(Listing from a data source)
=== Section Start ===

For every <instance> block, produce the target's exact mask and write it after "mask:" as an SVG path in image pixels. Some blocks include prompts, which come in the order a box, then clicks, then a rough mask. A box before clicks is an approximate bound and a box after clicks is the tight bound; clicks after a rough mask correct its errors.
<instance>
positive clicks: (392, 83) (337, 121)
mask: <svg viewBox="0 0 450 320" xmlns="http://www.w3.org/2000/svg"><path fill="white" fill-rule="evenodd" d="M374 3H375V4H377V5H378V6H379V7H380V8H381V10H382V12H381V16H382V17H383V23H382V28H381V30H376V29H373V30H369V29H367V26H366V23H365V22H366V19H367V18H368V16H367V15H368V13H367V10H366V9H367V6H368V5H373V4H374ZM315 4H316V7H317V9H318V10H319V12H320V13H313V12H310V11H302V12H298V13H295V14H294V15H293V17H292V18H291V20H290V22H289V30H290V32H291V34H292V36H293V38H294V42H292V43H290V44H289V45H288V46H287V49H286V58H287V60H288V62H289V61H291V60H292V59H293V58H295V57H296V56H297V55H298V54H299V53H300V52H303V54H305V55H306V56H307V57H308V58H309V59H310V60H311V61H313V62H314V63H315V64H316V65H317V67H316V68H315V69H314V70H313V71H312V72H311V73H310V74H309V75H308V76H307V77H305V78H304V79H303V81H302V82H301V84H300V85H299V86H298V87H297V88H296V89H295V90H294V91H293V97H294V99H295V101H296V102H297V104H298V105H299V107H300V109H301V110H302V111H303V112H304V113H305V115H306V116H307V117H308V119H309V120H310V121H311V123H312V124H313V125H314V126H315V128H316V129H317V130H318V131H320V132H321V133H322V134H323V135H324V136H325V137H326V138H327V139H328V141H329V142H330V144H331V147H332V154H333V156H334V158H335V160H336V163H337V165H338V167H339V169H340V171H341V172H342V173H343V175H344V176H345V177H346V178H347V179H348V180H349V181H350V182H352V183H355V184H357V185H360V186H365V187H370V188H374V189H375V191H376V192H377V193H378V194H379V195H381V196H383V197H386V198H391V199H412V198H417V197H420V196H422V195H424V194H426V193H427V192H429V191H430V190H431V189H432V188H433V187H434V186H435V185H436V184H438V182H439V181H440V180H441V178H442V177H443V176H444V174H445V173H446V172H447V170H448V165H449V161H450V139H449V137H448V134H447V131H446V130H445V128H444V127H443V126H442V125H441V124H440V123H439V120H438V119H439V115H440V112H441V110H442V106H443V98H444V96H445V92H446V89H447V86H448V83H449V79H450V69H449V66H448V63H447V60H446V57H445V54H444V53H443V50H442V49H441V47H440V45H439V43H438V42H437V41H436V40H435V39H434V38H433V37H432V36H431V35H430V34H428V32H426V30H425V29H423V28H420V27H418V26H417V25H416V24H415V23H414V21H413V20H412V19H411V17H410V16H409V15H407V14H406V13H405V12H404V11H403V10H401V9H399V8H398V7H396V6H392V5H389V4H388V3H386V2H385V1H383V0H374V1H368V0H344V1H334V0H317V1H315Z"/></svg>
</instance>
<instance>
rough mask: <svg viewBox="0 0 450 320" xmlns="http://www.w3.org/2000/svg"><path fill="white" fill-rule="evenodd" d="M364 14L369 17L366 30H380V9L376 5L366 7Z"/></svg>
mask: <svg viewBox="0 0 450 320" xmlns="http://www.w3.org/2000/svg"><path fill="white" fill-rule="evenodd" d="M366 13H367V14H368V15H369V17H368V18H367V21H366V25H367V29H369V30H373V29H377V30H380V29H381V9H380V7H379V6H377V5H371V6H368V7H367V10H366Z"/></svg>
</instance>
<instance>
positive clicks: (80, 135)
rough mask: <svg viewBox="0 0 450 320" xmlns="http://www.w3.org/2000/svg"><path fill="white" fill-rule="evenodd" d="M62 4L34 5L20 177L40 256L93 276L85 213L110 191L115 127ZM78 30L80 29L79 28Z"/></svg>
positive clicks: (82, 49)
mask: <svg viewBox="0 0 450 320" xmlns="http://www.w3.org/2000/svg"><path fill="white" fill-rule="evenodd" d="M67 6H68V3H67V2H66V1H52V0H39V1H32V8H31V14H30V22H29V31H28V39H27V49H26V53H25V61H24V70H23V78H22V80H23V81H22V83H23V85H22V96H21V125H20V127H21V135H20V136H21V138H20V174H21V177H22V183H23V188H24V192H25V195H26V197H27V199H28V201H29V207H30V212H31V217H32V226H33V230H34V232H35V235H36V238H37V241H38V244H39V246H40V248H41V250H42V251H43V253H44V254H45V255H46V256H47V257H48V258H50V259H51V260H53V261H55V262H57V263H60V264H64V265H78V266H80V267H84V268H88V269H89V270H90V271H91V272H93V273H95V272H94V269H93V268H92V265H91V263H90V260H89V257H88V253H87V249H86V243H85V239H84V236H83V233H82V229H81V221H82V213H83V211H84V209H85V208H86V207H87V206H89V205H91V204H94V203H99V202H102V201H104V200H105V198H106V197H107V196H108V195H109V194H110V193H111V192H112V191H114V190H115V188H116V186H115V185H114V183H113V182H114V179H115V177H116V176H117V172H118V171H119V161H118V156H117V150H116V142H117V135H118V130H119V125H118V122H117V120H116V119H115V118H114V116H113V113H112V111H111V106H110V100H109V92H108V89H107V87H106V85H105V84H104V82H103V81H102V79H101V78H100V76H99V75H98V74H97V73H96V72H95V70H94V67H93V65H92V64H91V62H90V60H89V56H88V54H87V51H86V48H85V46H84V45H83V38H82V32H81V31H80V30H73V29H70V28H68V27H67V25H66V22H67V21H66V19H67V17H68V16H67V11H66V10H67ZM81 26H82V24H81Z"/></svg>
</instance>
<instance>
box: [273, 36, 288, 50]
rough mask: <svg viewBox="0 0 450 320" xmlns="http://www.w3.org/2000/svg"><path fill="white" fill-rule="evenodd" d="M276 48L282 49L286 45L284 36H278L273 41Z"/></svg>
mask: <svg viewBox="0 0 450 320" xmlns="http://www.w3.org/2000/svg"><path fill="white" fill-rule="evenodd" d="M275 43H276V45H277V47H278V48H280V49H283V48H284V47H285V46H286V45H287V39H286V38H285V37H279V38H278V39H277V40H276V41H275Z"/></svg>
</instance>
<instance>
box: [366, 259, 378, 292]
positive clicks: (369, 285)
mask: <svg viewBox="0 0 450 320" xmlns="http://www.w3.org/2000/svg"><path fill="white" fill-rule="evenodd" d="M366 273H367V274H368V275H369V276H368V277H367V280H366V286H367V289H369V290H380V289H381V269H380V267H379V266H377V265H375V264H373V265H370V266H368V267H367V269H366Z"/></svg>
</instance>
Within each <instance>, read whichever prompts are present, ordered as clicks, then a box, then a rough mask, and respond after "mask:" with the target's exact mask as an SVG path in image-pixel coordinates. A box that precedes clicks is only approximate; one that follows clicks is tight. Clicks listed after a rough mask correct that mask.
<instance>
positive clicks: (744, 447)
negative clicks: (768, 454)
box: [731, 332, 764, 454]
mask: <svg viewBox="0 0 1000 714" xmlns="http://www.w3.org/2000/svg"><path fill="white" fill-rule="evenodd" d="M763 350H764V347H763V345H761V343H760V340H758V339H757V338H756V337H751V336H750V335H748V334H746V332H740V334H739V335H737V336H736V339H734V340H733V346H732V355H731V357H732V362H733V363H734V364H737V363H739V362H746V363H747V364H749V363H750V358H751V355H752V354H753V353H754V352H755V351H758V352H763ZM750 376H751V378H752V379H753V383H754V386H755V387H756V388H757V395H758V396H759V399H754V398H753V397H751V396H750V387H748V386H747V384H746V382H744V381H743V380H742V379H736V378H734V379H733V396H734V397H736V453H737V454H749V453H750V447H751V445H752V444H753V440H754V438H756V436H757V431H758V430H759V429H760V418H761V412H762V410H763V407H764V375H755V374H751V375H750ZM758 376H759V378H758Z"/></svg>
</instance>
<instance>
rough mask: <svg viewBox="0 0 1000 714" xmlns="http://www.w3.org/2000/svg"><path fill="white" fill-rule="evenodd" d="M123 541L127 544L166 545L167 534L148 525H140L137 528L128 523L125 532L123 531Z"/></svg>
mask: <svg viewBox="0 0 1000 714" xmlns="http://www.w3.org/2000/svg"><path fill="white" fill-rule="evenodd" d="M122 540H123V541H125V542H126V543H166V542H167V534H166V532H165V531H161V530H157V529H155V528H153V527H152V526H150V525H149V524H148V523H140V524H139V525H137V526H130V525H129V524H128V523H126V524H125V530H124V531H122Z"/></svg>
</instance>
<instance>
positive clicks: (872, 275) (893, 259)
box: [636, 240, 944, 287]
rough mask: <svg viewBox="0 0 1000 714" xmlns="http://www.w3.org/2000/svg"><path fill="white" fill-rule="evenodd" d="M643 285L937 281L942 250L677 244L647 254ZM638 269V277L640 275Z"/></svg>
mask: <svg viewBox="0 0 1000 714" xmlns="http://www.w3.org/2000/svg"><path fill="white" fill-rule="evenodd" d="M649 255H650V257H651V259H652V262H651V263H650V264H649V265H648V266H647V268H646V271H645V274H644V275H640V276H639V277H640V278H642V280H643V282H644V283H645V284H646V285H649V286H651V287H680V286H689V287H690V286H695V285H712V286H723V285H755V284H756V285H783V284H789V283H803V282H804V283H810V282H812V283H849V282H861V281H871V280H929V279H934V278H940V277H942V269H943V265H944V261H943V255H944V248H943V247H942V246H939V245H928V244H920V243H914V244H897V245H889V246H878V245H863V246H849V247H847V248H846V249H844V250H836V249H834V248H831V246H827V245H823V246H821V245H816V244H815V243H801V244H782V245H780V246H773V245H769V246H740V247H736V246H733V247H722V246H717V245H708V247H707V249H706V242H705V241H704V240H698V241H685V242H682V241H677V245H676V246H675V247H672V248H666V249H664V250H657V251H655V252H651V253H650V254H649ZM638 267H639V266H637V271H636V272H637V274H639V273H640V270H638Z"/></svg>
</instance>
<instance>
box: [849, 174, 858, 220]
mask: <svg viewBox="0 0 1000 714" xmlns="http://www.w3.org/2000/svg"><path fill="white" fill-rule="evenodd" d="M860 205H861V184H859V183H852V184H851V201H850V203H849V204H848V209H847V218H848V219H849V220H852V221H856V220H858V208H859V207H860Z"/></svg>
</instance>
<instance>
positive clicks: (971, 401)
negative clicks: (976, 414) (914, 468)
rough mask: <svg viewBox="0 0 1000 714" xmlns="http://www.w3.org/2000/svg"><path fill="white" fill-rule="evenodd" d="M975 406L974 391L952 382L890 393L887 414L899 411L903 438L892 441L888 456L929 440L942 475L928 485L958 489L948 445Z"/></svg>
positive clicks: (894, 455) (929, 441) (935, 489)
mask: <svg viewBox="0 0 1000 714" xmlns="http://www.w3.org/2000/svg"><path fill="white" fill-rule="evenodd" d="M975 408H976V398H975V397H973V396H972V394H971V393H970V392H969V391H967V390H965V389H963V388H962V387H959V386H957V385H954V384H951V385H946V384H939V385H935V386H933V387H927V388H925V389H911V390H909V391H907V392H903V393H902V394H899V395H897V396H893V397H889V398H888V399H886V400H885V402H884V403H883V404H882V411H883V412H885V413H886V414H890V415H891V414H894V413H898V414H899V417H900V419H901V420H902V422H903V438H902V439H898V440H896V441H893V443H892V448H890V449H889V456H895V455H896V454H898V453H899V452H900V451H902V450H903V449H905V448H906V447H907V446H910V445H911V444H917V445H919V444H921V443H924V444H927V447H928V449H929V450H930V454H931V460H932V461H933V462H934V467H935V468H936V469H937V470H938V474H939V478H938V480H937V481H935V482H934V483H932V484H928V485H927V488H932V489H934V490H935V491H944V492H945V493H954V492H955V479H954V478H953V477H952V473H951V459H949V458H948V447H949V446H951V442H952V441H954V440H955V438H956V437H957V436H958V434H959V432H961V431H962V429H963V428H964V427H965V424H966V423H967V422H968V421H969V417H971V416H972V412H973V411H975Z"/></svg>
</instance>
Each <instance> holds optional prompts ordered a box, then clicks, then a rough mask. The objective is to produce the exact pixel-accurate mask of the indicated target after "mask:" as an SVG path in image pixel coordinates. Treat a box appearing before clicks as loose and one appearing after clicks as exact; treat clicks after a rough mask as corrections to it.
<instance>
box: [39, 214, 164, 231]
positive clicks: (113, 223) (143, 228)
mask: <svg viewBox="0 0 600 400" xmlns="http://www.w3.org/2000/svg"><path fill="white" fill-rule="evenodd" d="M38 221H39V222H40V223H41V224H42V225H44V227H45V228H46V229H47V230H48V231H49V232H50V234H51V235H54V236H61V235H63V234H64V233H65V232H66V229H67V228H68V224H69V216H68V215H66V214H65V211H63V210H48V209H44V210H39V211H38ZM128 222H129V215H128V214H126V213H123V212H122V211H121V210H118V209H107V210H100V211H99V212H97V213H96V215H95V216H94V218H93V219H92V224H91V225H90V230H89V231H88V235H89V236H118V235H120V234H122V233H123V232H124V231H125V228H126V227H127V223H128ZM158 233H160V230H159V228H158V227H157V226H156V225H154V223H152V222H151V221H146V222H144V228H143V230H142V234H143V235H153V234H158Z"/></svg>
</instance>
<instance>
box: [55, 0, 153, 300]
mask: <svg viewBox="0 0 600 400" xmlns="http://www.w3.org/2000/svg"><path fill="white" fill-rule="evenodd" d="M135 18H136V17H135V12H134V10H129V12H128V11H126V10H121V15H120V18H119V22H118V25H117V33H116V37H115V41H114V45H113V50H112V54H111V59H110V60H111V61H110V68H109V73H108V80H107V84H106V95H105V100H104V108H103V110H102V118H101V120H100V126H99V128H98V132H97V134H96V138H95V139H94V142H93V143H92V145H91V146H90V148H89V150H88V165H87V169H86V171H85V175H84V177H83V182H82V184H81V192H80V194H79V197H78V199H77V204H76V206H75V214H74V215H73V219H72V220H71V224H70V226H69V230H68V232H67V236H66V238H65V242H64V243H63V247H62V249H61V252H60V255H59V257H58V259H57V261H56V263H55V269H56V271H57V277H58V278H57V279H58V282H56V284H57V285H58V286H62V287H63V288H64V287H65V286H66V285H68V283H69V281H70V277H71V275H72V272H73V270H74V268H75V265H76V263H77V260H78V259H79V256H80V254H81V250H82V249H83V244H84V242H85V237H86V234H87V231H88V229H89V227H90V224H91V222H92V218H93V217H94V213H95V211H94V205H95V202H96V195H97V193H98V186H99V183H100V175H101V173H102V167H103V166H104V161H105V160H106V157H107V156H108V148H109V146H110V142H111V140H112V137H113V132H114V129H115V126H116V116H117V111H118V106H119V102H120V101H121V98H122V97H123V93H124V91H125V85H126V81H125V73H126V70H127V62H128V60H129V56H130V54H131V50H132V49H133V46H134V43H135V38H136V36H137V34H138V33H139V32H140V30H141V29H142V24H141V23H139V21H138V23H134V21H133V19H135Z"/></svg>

=== Section End ===

▶ Request:
Identify every line in the listing above that contains the word "before" and copy each one. Case counts.

▶ Solution to the exercise:
For every <instance> block, produce the target's exact mask and write it after "mask:" as an SVG path in image pixels. Some blocks include prompts, which come in the order a box, then clicks, then a rough mask. A box before clicks is an approximate bound and a box after clicks is the tight bound; clicks after a rough mask correct its errors.
Each <instance> holds optional prompts ordered a box, then clicks, then a rough mask. The objective is to produce the exact pixel-accurate mask of the indicated target after "mask:" as an SVG path in image pixel coordinates. Treat a box appearing before clicks as loose and one appearing after clicks as exact; treat clicks after a rough mask as corrections to it.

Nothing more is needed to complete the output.